_Supplied data_
(begin)
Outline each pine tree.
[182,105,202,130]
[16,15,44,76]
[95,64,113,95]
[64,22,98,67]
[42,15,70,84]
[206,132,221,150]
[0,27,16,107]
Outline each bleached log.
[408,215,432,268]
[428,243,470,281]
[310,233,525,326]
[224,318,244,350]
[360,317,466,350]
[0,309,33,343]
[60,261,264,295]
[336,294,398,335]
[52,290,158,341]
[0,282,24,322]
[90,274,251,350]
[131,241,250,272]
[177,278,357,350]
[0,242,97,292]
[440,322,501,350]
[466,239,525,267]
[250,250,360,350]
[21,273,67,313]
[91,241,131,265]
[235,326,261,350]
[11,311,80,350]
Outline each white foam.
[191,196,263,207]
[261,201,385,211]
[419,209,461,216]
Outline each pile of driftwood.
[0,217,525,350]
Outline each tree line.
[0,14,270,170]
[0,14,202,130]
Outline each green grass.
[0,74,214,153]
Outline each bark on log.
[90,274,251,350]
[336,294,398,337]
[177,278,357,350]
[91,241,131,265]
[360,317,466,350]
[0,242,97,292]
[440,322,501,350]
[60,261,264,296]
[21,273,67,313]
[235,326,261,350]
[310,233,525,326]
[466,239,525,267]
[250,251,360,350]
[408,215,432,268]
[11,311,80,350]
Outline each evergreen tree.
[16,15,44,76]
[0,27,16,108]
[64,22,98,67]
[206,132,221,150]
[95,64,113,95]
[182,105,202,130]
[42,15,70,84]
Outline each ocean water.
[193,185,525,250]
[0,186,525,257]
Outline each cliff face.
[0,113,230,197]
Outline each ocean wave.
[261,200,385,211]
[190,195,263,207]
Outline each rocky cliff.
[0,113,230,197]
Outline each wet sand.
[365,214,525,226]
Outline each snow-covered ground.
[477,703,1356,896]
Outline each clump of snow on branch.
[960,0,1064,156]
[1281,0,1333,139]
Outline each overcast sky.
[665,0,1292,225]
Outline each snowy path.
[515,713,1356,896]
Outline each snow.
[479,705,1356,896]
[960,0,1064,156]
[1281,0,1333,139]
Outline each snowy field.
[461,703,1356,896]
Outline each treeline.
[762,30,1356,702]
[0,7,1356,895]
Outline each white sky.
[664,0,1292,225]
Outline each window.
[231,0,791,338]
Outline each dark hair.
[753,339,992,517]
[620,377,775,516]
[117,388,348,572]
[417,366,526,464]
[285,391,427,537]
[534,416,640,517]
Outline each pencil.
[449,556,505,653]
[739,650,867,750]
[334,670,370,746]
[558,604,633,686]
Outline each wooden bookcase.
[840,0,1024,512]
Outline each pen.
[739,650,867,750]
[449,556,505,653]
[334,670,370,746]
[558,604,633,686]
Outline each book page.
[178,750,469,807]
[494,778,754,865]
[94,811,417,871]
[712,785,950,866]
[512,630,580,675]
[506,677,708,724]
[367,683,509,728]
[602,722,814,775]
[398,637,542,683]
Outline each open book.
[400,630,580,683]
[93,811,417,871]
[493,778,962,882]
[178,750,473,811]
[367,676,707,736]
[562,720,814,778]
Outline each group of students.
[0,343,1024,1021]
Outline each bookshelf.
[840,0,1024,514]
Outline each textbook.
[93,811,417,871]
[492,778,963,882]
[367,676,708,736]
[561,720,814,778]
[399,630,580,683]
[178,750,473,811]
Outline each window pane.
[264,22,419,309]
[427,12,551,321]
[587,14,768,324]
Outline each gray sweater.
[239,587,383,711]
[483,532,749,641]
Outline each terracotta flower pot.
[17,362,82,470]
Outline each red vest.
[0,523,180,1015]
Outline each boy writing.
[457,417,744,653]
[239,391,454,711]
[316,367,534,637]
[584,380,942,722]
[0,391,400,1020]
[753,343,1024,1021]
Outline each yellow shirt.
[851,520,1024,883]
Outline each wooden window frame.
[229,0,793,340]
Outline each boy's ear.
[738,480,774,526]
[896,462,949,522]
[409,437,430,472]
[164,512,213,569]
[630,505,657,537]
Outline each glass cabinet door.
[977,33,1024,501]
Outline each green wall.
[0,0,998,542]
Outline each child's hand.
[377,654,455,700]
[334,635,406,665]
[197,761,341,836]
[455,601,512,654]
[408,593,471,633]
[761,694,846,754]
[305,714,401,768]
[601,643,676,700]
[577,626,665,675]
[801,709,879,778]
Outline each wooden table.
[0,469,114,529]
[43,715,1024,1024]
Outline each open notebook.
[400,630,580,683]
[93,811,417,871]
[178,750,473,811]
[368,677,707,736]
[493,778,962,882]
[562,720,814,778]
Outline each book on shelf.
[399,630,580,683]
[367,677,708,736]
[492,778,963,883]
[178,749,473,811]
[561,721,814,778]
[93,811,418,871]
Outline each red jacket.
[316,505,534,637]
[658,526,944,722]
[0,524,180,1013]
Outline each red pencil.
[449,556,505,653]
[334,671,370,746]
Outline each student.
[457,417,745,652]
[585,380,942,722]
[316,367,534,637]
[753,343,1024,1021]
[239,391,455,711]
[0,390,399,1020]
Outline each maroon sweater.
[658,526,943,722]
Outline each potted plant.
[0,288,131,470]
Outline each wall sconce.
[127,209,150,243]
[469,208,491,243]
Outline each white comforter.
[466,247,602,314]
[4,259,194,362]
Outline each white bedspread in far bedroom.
(end)
Gather every line from the records above that contains the word "sweater". Treat uppercase and lowercase as different, so only matches with the same case count.

_Written reply_
Outline each gray sweater.
Outline each maroon sweater.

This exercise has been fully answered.